快过年了,男人们打扫卫生,弹烟尘(上海话:拭去灰尘),擦玻璃窗;女人们准备年夜饭,摊蛋饺(上海话:煎蛋饺),做糯米圆子;合用的厨房间里,饭菜香气弥漫,人声嘈杂,佳肴纷呈。住在二楼三楼的一天不知要走多少趟楼梯,端上端下的菜肴,碗碟声,此起彼伏;弄堂里爆竹闹闹猛猛,空气中硝烟飘散;中华路上11路电车驶来驶去,传递着喜庆。
己经不用我围着她喂饭的女儿和弄堂里的孩子们,跑进跑出,尽情地玩,累了,饿了,家里都有一桌子菜等着,轧出苗头(上海话:猜准了)大人们在过年时,有的是好心情。初一的早晨是在鞭炮声中醒来的,换上新衣,响响地叫一声:“爷爷!亲娘!(无锡话:奶奶)孃孃!(无锡话:姑妈)大伯伯!大姆妈!”崭新10元一包的红纸包压岁钱收进5包,抵我一个月工资的收入。女儿臉上扬起欢乐,做独生子女真好!
当许许多多元宵兔子,鲤鱼等形状的灯笼都出来了,经过我们的街面房,朝城隍庙方向游去(下面有轮子,大多拖着走),每只灯笼都亮着一团红灿灿的光,给人以温暖的感觉,先生和女儿,大伯和侄儿也曾加入这股洪流。看到女儿红扑扑兴奋的脸颊,纯净又发光的眼睛,让我坐不住,有种想加入这元霄灯火行列的冲动。
我试图成为不同于我父母做法的人,避免我的女儿像我童年时那样被外婆抚养长大,而与父母不如与外婆亲,我宁愿再辛苦,也要把女儿带在身边。先生很赞同我的想法。

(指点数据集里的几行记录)
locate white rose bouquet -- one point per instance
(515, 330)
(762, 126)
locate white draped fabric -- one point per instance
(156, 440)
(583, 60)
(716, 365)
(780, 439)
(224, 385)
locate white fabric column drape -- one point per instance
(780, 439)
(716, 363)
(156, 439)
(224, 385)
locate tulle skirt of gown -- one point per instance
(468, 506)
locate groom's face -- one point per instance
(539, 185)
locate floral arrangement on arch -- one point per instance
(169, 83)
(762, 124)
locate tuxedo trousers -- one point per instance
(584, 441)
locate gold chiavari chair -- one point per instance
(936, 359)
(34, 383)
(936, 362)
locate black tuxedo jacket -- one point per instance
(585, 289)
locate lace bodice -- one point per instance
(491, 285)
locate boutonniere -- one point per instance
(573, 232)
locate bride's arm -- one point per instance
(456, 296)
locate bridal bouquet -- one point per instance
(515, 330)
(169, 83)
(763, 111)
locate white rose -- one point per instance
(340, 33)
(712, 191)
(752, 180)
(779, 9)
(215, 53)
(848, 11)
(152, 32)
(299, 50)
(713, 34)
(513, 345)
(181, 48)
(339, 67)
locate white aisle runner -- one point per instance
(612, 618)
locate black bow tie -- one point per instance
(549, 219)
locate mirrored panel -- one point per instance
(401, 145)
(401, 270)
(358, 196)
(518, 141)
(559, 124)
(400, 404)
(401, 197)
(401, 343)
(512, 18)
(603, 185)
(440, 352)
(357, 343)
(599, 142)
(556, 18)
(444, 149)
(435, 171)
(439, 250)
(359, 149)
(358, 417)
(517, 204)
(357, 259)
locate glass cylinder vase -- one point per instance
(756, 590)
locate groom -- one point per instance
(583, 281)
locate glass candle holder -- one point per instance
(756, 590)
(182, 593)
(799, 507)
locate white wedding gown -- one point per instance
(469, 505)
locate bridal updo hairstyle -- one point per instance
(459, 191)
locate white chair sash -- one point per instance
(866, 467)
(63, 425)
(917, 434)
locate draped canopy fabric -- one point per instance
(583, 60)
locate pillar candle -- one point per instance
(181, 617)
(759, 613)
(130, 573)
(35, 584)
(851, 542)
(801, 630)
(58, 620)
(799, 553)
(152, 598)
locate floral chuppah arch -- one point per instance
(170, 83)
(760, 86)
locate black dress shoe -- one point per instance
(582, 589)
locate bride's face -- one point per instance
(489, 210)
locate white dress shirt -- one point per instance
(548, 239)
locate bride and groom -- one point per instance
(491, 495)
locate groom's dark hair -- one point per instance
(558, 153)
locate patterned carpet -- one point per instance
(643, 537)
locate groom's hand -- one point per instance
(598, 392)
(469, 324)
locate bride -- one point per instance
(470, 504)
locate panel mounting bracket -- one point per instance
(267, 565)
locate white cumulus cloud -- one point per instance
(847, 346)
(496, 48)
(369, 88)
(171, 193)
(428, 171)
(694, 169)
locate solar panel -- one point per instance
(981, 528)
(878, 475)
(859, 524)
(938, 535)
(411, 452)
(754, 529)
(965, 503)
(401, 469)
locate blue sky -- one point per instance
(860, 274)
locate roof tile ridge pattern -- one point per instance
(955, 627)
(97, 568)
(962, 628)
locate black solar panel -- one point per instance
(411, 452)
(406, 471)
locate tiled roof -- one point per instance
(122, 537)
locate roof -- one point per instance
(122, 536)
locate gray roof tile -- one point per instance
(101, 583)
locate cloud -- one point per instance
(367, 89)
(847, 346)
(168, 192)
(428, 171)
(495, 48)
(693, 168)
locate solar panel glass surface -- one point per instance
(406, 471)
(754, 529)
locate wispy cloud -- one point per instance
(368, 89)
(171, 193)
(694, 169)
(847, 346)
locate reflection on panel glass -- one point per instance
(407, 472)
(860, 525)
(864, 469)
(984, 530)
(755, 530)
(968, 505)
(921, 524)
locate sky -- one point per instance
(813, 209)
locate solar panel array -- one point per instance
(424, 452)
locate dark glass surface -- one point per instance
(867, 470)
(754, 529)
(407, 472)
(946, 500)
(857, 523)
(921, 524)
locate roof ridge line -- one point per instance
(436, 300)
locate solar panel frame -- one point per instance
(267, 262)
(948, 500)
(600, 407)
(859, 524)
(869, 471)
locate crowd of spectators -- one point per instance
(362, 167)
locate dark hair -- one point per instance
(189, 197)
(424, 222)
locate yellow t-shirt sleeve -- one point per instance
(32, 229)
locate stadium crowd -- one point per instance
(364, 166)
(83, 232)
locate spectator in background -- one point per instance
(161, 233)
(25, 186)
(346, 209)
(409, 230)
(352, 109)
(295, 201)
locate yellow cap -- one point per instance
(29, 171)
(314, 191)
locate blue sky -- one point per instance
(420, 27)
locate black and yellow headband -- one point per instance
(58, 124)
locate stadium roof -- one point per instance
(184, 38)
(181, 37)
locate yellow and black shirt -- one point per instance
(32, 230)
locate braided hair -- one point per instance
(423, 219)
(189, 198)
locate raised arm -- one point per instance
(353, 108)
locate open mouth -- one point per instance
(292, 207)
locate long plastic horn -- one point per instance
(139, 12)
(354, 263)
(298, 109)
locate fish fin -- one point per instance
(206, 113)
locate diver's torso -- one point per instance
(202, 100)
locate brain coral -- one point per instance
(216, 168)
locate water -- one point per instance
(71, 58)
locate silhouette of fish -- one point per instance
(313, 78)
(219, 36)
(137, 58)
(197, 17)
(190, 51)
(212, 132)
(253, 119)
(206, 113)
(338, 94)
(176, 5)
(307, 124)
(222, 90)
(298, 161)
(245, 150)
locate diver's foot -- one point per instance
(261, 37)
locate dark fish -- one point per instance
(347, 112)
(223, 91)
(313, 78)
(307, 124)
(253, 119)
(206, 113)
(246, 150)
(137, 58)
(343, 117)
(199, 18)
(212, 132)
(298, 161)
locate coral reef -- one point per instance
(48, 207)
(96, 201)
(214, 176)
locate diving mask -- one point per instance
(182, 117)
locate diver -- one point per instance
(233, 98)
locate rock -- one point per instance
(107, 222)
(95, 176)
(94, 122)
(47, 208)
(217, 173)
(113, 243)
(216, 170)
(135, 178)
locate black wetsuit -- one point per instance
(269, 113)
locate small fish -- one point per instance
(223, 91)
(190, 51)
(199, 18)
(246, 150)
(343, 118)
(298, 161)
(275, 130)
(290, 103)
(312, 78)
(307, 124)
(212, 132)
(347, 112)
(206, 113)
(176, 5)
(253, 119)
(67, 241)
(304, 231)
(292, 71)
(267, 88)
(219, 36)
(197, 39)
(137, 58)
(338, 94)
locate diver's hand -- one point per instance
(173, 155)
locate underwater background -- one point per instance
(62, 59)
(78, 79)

- [练习题]:
- A) 根据这篇写过年的短文回答:
(i) 中华路上驶来驶去的是几路电车?
(ii) 女儿一共收进几包压岁钱?
(iii) 元宵的灯笼经过街面房后朝哪个方向游去?
- B) 从这篇写过年的短文的最后一句往下续写一段。

- [各题答案]:
- A)
(i) 11路电车。
(ii) 5包。
(iii) 城隍庙方向。

- B)
春暖花开的季节,每周日是我们三口游公园的日子,看女儿滑滑梯,陪女儿荡秋千,乐此不疲。秋千可以荡很高又很稳;可以享受最单纯却又最极致的快乐。那时的长风公园算是较大的了,先生喜欢放风筝,手中牵着根线,女儿和他跟着风筝跑。空旷之处,风筝像鹰一样在天空翺翔;有时遇到一阵风过来,摇摇晃晃,栽到了树梢上。“大鹏一日同风起,扶摇直上九万里。”“大鹏飞兮振八裔,中天摧兮力不济。”
大概是复兴公园的草坪最干净,径直往大草坪上一躺,抬头朝天,先生躺着常会忆起我们谈朋友时,同样的春日下在同样的草坪上说过的春日私语,问我可记的否?
我躺着对女儿说,平时天都在我们头顶上,我们只能看到一片天,现在我们躺着,与整个天面对面了,平起平坐了,你可以和它对话了。我猜想女儿可能与天当真对过话了,不然为何她长大后居然走出国门,去看看另一片天空呢?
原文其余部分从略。